■ Task goal ■
Write out the complete material exactly as it stands.

■ Records supplied ■
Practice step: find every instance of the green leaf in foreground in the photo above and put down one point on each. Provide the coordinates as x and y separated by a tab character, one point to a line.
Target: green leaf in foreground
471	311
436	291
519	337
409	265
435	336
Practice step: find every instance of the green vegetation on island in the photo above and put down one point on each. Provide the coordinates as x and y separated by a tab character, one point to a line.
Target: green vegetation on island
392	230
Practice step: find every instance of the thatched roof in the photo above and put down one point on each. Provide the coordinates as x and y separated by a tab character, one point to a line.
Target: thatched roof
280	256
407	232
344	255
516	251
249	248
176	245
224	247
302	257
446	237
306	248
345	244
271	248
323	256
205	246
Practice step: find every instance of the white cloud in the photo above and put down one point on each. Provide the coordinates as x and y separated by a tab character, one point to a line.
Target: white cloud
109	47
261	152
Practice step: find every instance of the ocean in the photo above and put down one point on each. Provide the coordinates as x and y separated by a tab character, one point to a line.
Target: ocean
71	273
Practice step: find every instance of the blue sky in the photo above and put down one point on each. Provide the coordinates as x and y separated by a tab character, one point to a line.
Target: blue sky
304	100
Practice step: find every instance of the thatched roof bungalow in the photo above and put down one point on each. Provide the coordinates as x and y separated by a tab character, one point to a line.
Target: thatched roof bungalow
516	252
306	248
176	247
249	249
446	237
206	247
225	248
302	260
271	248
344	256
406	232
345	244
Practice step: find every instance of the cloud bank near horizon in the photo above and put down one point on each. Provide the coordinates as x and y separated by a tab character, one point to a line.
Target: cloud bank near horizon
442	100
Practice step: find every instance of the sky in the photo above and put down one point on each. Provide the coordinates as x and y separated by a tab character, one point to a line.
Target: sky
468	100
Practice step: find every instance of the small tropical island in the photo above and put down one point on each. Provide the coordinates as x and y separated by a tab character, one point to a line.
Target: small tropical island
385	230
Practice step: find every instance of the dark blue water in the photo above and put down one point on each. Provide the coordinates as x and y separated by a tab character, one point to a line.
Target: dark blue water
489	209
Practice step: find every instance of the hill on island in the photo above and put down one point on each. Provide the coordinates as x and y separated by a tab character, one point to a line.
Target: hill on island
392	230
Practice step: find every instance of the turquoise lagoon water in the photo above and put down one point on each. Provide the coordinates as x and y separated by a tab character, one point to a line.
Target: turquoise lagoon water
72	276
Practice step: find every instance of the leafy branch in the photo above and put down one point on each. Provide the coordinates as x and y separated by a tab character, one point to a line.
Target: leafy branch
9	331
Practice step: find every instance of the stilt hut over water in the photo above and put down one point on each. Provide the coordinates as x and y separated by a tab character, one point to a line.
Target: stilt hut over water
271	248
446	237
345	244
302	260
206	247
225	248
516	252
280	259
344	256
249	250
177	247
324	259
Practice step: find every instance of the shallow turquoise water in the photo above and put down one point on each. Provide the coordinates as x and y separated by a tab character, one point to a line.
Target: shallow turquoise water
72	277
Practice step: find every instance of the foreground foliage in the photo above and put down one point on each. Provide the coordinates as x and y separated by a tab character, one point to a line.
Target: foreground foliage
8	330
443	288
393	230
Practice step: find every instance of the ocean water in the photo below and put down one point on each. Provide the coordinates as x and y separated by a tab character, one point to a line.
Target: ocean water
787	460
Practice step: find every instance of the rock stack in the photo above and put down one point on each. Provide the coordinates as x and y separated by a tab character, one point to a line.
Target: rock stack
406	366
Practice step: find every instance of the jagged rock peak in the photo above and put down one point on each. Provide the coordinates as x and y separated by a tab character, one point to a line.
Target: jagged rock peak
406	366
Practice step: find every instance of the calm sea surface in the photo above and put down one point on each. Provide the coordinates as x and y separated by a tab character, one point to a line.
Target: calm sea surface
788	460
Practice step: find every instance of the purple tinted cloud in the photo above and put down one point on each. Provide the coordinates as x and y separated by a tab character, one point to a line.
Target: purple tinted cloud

■ Correct response ■
Practice step: find every instance of the green leaf in foreground in the photo above and put down one point on each. Provide the coordinates as x and y separated by a tab character, one point to a line.
Target: green leaf in foreground
471	311
436	291
519	337
409	265
435	336
Practice step: find every instance of the green vegetation on island in the photo above and put down one point on each. Provide the coordinates as x and y separated by a tab character, one point to a line.
Target: green vegetation on island
392	230
Practice step: find every instance of the thatched roof in the photo above and put down one point on each. Provide the coordinates as x and y separated by a tab character, one point to a line.
Target: thatched roof
280	256
407	232
344	255
516	251
249	248
176	245
224	247
302	257
446	237
306	248
345	244
271	248
323	256
205	246
Practice step: find every instance of the white cloud in the photo above and put down one point on each. Provide the coordinates as x and y separated by a tab character, one point to a line.
Target: white cloud
109	47
261	152
Practice step: find every instance of the ocean in the photo above and put down one point on each. Provide the coordinates as x and y separated by a tab character, one point to a line.
Target: ocean
71	273
Practice step: find every instance of the blue sky in the photo above and put down one point on each. Provide the coordinates as x and y separated by a tab character, one point to a line.
Target: blue sky
304	100
Practice step: find every instance of the thatched roof bungalow in the photo above and put down one point on each. Provide the coordinates as x and y separated by a tab character, one point to a line.
Target: thatched roof bungalow
516	252
306	248
176	247
249	249
446	237
206	247
225	248
302	260
271	248
344	256
406	232
345	244
Practice step: find every instance of the cloud bank near horizon in the photo above and put down one point on each. Provide the coordinates as x and y separated by a tab character, one point to a line.
Target: cloud bank near horizon
442	100
Practice step: find every instance of the sky in the photo above and put down one point on each. Provide the coordinates as x and y separated by a tab character, one point to a line.
Target: sky
468	100
Practice step: find every instance of the small tropical island in the photo above and put down one point on each. Provide the coordinates as x and y separated by a tab character, one point to a line.
Target: small tropical island
385	230
Practice step: find every instance of the dark blue water in the photo above and put down one point on each. Provide the coordinates as x and y separated by a tab character, one point to a line.
Target: dark blue water
489	209
Practice step: find every instance of the hill on island in the photo above and put down one point on each. Provide the coordinates as x and y separated by a tab character, one point to a line.
Target: hill on island
392	230
Practice step: find every instance of the turquoise lagoon water in the photo above and put down one point on each. Provide the coordinates as x and y separated by a tab character, one point to a line.
Target: turquoise lagoon water
72	276
Practice step: find every instance of the leafy branch in the photo above and put down one point on each. Provide the coordinates as x and y separated by a tab character, one point to a line.
Target: leafy branch
9	331
Practice step: find every instance of the stilt hut over water in the photo above and put down one point on each. Provide the coordinates as x and y separated by a tab character, one point to a line.
Target: stilt hut over water
271	248
446	237
345	244
302	260
206	247
225	248
516	252
280	259
344	256
249	250
177	247
324	259
Practice step: find every instance of the shallow turquoise water in the photo above and put down one point on each. Provide the coordinates as x and y separated by a tab character, one point to a line.
Target: shallow turquoise water
72	277
Practice step: find every instance of the foreground foliage in the photo above and put down one point on each. Provide the coordinates as x and y separated by a tab character, one point to a line.
Target: foreground foliage
8	330
443	288
393	230
Practice step: find every instance of the ocean water in the photo below and put down one point on each. Provide the coordinates as x and y separated by a tab character, one point to a line.
Target: ocean water
787	460
Practice step: find every instance of the rock stack in the photo above and put down one point on each. Provide the coordinates as x and y separated by a tab character, one point to a line.
Target: rock stack
406	366
Practice step: find every instance of the jagged rock peak in the photo above and put down one point on each. Provide the coordinates as x and y separated by a tab character, one point to a line.
Target: jagged rock peak
406	366
Practice step: find every instance of the calm sea surface in the photo above and put down one point on each. Provide the coordinates as x and y separated by a tab character, one point to a line.
Target: calm sea surface
788	460
Practice step: find every instance of the purple tinted cloud in the photo above and put down one point on each. Provide the coordinates as x and y separated by a tab character, one point to a line.
Target: purple tinted cloud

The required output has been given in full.